PROBLEM: Copy the rows from the very start through the line that contains "x=148 y=216", substituting "kitchen drawer" for "cabinet drawer" and leaving everything else unchanged.

GIVEN RECORDS:
-- START --

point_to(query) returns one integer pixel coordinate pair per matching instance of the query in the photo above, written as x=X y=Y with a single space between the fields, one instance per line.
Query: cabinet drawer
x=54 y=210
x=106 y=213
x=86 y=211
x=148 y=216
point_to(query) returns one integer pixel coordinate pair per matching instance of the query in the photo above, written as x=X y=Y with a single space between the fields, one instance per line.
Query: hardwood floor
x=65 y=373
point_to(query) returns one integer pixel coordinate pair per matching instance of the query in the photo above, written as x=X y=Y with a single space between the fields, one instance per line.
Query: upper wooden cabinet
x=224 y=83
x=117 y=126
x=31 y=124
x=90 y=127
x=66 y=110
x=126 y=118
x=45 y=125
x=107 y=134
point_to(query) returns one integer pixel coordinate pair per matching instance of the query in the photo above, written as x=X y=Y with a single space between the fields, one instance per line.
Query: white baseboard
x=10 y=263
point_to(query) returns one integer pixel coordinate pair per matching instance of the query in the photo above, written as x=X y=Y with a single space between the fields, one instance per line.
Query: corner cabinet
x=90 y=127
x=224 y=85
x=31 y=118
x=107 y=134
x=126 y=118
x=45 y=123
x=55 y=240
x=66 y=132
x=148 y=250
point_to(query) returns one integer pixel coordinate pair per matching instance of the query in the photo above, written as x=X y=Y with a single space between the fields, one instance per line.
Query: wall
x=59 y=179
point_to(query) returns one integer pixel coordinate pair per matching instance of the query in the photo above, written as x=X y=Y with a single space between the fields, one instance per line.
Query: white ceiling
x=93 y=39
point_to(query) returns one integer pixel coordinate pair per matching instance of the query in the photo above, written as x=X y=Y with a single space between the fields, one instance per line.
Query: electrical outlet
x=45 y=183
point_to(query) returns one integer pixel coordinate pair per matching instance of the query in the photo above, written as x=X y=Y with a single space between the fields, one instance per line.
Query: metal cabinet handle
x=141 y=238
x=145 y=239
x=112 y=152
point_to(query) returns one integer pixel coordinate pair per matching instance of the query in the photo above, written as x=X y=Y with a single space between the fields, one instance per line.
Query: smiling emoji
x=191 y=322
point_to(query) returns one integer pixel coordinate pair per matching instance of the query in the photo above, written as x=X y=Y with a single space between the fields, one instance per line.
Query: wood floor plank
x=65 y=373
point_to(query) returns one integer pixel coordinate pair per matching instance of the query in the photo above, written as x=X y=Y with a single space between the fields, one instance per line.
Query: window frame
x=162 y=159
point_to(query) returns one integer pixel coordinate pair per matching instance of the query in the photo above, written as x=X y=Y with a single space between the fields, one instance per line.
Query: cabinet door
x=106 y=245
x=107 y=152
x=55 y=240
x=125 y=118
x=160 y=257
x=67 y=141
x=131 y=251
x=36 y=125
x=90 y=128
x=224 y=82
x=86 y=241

-- END --

ANSWER TO THIS EXERCISE:
point_to(query) returns one integer pixel coordinate pair per matching instance of the query in the photo above, written as x=X y=Y with a single space between the fields, one instance per line.
Query: kitchen drawer
x=54 y=210
x=106 y=213
x=86 y=211
x=148 y=216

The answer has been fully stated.